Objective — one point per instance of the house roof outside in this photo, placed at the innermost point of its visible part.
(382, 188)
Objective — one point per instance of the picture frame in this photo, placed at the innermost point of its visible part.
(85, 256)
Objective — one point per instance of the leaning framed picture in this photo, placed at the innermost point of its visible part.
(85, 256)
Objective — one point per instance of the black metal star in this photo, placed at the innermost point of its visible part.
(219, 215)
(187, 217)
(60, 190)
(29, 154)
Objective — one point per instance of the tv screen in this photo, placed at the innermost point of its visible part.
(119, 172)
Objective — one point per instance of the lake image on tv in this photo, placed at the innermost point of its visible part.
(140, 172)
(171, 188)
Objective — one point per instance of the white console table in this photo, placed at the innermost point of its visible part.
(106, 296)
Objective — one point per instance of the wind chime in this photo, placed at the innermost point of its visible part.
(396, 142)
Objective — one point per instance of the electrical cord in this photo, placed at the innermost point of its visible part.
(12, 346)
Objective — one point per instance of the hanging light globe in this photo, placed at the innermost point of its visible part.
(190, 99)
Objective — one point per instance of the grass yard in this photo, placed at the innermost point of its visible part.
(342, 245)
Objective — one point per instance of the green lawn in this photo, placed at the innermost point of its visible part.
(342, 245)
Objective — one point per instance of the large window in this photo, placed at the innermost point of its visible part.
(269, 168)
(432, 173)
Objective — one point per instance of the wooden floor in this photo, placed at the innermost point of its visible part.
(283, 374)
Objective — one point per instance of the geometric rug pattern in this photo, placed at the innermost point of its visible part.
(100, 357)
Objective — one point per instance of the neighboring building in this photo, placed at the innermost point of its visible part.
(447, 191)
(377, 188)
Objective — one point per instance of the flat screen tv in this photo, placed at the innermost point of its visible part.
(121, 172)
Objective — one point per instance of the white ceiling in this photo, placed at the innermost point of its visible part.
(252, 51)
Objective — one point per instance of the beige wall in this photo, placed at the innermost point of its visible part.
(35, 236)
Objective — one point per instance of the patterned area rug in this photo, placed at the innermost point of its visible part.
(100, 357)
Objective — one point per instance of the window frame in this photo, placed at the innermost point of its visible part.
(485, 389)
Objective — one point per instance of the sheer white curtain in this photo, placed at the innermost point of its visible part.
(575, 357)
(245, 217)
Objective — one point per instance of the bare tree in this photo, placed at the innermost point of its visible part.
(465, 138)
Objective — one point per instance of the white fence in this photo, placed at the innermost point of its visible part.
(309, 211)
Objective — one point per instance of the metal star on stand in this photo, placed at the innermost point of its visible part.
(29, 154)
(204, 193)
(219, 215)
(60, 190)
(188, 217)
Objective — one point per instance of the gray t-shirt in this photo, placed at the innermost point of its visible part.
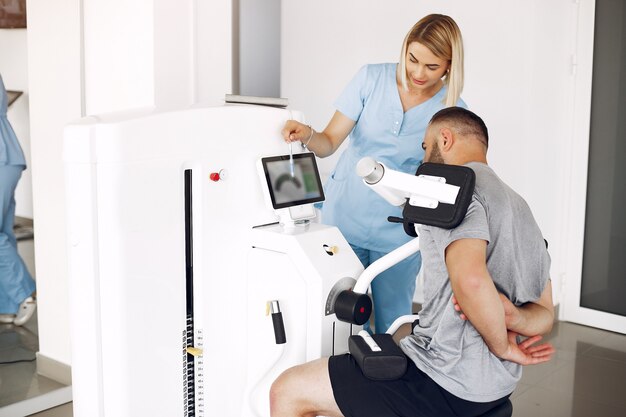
(450, 350)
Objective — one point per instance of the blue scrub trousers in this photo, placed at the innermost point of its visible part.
(393, 289)
(16, 284)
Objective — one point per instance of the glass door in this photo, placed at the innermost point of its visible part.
(599, 299)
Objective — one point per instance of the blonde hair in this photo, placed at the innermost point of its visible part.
(441, 35)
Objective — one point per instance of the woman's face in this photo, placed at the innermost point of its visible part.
(423, 68)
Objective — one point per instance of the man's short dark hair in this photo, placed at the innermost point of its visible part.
(464, 122)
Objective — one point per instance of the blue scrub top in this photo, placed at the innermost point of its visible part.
(10, 150)
(386, 133)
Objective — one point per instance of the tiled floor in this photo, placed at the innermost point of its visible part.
(587, 377)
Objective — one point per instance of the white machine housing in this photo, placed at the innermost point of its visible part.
(169, 276)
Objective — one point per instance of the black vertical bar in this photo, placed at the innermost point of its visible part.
(189, 291)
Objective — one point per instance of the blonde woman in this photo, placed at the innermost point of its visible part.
(17, 305)
(385, 109)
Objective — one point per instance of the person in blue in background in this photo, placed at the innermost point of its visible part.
(17, 304)
(385, 109)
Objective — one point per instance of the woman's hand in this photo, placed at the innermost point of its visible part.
(524, 353)
(295, 131)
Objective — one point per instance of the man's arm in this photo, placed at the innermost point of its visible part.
(529, 319)
(532, 318)
(466, 260)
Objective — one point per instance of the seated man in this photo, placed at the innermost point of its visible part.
(494, 267)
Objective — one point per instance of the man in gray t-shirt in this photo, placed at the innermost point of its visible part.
(486, 283)
(448, 349)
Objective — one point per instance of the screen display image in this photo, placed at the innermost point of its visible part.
(287, 190)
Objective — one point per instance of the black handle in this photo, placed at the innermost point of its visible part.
(279, 328)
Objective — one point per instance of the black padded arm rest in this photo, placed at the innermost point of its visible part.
(388, 364)
(447, 216)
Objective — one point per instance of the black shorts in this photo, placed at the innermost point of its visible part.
(413, 395)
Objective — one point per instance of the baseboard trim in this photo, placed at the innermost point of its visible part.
(53, 369)
(39, 403)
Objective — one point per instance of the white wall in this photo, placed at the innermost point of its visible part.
(518, 78)
(88, 57)
(14, 70)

Objective – Could you rewrite everything from the line containing "Objective — one point per instance of the man in" down to the end of the records, keeping all other text unchanged but multiplying each point's coordinates by 0.25 and rounding them to whole numbers, with halves rounded up?

Response to the task –
Objective — one point per instance of the man in gray t-shirt in this photo, placed at the innermost point of its visible part.
(122, 71)
(112, 87)
Objective — one point per instance of the screen display image in this photo, placed at the innermost point of its visible part.
(72, 48)
Objective — one point per instance of the black handle in this photo, placed at the innermost point of its visible part.
(70, 82)
Objective — one point per instance of the black padded arm rest in this photo, placed at the innermost point of its visible part.
(97, 91)
(112, 54)
Objective — one point per instance of the black shorts in this photo, placed at the innermost point of its visible part.
(103, 99)
Objective — one point per instance of the baseboard trim in this photo, placed at the innermost point of its visible part.
(13, 92)
(10, 101)
Objective — one point per instance of the white wall in this photo, placed at the innermost point of its visible part.
(130, 20)
(22, 14)
(4, 18)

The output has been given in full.